Entries for labeling regions
[start]
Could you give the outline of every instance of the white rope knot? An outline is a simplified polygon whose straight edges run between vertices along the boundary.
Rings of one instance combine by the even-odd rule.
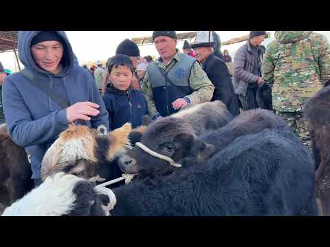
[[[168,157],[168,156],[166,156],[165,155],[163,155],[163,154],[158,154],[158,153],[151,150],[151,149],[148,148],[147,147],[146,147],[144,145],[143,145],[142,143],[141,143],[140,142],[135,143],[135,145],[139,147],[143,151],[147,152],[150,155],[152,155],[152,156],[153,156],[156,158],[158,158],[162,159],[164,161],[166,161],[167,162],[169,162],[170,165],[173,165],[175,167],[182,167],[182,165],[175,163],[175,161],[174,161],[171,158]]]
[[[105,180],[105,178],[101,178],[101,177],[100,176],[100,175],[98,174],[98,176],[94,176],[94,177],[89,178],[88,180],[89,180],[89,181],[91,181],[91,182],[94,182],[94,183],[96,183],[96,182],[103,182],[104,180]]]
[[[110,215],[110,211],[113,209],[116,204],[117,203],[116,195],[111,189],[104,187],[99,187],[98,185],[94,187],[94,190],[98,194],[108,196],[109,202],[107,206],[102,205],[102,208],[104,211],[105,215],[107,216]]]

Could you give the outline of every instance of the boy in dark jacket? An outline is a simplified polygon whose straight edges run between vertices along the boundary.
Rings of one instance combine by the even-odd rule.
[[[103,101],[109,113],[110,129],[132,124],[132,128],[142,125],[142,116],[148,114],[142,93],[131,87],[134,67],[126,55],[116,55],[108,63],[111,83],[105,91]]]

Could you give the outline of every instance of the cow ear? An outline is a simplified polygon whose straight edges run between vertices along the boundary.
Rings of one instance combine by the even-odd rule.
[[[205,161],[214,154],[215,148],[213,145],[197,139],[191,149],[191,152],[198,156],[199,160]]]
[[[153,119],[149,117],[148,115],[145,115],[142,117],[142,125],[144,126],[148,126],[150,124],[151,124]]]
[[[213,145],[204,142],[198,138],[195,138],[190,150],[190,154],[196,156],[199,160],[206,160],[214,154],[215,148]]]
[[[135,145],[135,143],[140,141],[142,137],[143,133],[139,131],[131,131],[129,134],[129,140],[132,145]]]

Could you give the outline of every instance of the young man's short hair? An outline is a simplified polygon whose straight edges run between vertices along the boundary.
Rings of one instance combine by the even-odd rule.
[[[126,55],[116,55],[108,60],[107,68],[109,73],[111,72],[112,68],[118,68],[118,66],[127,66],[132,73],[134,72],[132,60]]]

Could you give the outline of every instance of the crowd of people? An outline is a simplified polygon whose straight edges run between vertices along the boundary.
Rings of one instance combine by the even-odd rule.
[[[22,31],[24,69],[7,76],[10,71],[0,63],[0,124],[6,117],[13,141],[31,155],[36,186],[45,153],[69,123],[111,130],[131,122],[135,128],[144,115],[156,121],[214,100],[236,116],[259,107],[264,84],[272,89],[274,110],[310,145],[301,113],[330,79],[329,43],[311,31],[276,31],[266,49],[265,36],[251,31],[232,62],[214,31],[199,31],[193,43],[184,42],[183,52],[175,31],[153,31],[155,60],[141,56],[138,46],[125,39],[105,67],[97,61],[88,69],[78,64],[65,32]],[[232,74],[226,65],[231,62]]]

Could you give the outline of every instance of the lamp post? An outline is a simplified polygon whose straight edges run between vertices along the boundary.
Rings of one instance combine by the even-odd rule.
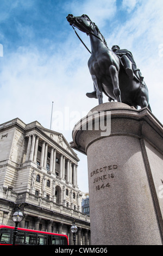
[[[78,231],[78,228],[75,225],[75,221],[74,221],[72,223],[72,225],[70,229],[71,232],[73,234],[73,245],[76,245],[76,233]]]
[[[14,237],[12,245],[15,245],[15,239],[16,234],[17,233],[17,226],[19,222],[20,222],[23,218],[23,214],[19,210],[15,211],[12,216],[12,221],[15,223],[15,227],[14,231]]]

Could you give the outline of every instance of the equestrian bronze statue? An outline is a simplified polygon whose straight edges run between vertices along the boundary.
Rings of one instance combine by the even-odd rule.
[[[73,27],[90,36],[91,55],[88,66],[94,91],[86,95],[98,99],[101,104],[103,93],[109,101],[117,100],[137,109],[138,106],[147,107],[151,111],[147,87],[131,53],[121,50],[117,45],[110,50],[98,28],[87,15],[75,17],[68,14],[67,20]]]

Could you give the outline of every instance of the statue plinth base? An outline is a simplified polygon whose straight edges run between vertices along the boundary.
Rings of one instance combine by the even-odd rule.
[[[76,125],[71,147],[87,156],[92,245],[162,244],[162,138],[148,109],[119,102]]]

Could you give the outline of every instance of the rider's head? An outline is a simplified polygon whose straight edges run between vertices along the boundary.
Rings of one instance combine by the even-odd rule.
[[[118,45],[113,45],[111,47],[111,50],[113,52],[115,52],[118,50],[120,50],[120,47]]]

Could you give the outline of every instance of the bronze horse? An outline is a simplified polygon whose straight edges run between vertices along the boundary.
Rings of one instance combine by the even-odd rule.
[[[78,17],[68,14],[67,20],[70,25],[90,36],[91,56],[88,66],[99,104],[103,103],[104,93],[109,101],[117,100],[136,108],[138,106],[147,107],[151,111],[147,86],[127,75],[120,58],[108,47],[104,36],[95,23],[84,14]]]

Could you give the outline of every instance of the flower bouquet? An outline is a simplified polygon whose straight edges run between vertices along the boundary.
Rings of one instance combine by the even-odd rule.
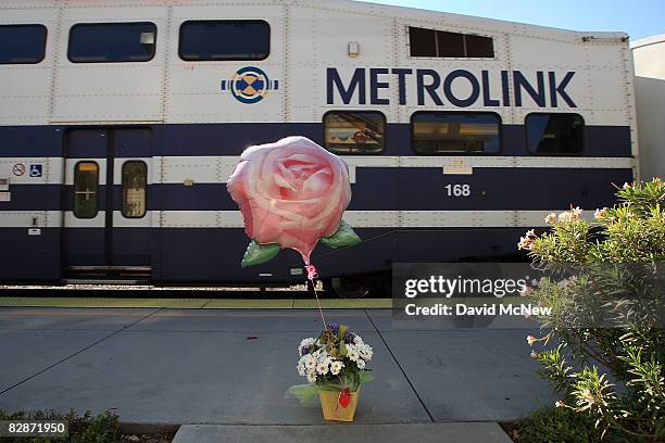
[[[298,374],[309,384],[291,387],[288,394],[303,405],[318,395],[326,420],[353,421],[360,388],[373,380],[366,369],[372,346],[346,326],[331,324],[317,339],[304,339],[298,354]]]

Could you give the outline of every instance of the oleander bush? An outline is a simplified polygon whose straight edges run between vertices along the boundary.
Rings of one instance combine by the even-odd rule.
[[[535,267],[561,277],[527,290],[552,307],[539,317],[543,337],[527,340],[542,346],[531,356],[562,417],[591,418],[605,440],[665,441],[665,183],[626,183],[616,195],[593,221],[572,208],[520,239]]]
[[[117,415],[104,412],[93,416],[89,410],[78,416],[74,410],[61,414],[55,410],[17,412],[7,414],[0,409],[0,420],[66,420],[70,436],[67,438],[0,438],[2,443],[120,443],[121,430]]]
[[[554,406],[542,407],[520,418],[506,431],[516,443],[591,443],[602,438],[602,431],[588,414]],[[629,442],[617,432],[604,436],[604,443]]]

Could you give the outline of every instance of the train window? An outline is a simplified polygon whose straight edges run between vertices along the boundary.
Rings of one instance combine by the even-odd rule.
[end]
§ Your objective: Pull out every line in the listing above that contains the word "statue", and copy each one in full.

§ Full output:
Could you give the outline of every instance of the equestrian bronze statue? An outline is a simplified polygon whose straight edges run between vertices along the boundary.
Could you give the outline of every instance of the statue plinth base? An outline is a simplified polygon whose straight edges run between vertices along the boundary.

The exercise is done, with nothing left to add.